§ **Goal**: Switch every "black alloy wheel" in the material below to "chrome wheel", and leave everything else unchanged.
++++++++++++++++++++
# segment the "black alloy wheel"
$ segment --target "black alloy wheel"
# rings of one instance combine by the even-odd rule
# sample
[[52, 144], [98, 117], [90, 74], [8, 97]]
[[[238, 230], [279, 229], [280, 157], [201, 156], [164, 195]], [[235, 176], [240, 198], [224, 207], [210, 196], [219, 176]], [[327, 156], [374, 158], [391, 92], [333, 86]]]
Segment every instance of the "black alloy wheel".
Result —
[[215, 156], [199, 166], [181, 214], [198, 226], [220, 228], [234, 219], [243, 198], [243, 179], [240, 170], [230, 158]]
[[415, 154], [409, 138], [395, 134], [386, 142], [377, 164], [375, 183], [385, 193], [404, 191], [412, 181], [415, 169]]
++++++++++++++++++++
§ **Correct response**:
# segment the "chrome wheel"
$ segment --target "chrome wheel"
# rings of one instance combine by the even-odd rule
# sample
[[52, 144], [98, 117], [90, 74], [8, 97]]
[[[238, 230], [279, 229], [280, 157], [201, 156], [164, 195]], [[235, 176], [240, 198], [224, 207], [210, 196], [219, 176]], [[327, 156], [374, 158], [391, 92], [333, 86]]]
Segment every instance of the "chrome wheel".
Result —
[[215, 156], [199, 166], [181, 214], [198, 226], [220, 228], [234, 219], [243, 198], [243, 179], [240, 170], [230, 158]]
[[415, 154], [409, 138], [395, 134], [386, 142], [377, 164], [375, 183], [385, 193], [404, 191], [412, 181], [415, 169]]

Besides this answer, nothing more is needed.